## Given request A
What protective clothing does the tile removal guide say to wear?
## Given request B
Summarize the tile removal guide in two sentences.
## Given request C
In the tile removal guide, what tool is inserted beneath the cement to pry up the tiles and cement board?

## Reading passage
———

Step 1 – Starting to Remove the Tiles

Before you start removing the ceramic tiles from the concrete floor, cover all openings in the room with plastic sheeting or close all windows and doors. This will keep dust from accumulating in the room. Start removing the ceramic tiles from a doorway in case the tiles are directly installed on the concrete floor. Gently tap the grout lines with a chisel and hammer or a putty knife.

Step 2 – Uninstalling the Tiles

Use the putty knife to cut through the grout and remove as much grout as you can. Put a putty knife under the ceramic tile and drive it with a hammer. Pry in an upward direction until you can lift out the tile.

Make sure that the knife is parallel to the ground when you put it under the tile. Keep in mind that the tile may break or crack in your hands, so make sure that you are wearing appropriate clothing: a dust mask, a pair of safety glasses, a long-sleeved shirt and a pair of gloves.

If you want, you can use a sledgehammer to break the tiles down into pieces and then remove them with a floor scraper. Make sure that the floor scraper has a long handle and get rid of any residue of mastic after peeling the tiles from the concrete floor.

Step 3 – Removing the Cement Board

If you have a cement board on the concrete floor and the tiles are installed on the cement board, you can remove the first few tiles with a putty knife. However, you can break the cement board with a hammer when you see that it is partially visible.

Insert a straight-edged garden spade beneath the cement and pry in an upward direction until you have removed the tiles and the cement board. Keep a trash can or bucket near you so that you can easily throw away large pieces of debris. On the other hand, as for the dust and small pieces of debris, you can use a shop vacuum to dispose of them.

However, if the cement board is attached with screws, you should remove the tiles first and then the screws. You should never try to try to remove the cement board in this case because it is not only difficult but you can damage the concrete floor and leave the holes of the screws on the surface.

———

(Coordinate labeling entries)
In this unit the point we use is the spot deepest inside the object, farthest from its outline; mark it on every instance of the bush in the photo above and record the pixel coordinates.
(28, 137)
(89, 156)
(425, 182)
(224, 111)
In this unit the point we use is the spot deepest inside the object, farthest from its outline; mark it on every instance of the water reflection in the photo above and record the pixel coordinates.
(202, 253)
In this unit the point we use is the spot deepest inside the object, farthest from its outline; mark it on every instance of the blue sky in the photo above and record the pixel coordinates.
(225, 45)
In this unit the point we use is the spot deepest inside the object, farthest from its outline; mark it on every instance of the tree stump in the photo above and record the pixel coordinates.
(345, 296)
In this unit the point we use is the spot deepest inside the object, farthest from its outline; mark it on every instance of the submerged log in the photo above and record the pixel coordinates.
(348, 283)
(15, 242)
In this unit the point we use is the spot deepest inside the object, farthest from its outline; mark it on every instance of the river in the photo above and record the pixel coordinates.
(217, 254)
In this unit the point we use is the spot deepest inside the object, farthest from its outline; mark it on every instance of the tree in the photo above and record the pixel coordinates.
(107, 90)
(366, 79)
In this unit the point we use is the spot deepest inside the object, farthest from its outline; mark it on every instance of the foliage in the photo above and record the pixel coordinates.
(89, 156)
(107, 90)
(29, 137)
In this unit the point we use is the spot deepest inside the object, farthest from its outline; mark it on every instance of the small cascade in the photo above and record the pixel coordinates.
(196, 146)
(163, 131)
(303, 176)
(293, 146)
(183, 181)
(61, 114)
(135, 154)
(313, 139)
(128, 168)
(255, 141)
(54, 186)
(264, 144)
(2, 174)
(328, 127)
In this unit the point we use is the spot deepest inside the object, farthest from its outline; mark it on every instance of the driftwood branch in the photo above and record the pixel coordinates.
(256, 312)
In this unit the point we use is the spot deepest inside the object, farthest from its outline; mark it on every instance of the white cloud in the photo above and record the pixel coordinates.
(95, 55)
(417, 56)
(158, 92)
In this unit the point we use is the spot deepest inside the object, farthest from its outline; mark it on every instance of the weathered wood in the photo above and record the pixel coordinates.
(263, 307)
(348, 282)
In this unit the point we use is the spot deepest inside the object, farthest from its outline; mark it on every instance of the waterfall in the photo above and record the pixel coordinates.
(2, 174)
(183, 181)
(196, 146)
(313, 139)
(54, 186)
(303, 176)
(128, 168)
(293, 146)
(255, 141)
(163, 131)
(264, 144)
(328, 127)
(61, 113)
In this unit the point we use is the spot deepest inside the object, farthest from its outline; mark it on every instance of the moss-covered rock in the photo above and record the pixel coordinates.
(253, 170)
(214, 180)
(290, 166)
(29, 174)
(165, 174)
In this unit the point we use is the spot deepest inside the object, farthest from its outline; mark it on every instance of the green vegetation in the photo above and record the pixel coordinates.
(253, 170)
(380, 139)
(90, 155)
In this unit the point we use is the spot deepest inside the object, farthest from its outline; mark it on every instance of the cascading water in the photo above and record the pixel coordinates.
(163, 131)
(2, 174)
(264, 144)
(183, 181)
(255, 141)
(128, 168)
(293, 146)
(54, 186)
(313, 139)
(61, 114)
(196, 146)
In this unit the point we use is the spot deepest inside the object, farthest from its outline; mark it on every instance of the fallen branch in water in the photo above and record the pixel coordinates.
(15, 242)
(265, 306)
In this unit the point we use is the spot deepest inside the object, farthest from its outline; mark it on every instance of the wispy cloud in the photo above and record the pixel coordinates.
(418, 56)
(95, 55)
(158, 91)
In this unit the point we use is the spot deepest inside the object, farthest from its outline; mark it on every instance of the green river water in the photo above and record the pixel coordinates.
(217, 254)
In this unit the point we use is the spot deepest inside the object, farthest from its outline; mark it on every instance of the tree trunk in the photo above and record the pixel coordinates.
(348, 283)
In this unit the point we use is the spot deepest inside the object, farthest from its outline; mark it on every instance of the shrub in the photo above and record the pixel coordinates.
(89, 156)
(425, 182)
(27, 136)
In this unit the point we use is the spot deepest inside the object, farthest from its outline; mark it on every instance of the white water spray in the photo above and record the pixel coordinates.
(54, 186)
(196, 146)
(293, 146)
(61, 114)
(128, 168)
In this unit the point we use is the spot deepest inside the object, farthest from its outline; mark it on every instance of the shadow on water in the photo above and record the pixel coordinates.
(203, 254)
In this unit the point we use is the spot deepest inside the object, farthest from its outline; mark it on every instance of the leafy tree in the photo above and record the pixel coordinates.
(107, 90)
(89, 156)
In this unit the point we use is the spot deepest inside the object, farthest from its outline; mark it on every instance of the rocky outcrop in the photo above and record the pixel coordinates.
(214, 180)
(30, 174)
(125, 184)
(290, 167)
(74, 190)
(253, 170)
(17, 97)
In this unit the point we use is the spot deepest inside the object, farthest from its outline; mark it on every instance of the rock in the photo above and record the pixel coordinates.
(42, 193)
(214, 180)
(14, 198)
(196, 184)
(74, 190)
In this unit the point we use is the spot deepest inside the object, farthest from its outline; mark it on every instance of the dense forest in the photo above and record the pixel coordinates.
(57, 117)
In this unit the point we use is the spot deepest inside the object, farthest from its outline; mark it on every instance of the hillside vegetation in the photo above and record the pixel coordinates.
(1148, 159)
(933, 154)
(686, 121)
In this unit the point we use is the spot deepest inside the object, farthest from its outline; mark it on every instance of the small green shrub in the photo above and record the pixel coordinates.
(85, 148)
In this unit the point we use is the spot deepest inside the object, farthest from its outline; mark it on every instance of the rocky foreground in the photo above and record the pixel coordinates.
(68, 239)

———

## Exercise solution A
A dust mask, a pair of safety glasses, a long-sleeved shirt, and a pair of gloves.

## Exercise solution B
To remove ceramic tiles from a concrete floor, seal the room against dust, start at a doorway, clear the grout with a putty knife, and pry each tile upward while wearing protective gear, or break the tiles with a sledgehammer and clear them with a long-handled floor scraper. If the tiles sit on a cement board, pry up the tiles and board together with a straight-edged garden spade, but if the board is screwed down, remove the tiles and then the screws rather than the board itself.

## Exercise solution C
A straight-edged garden spade.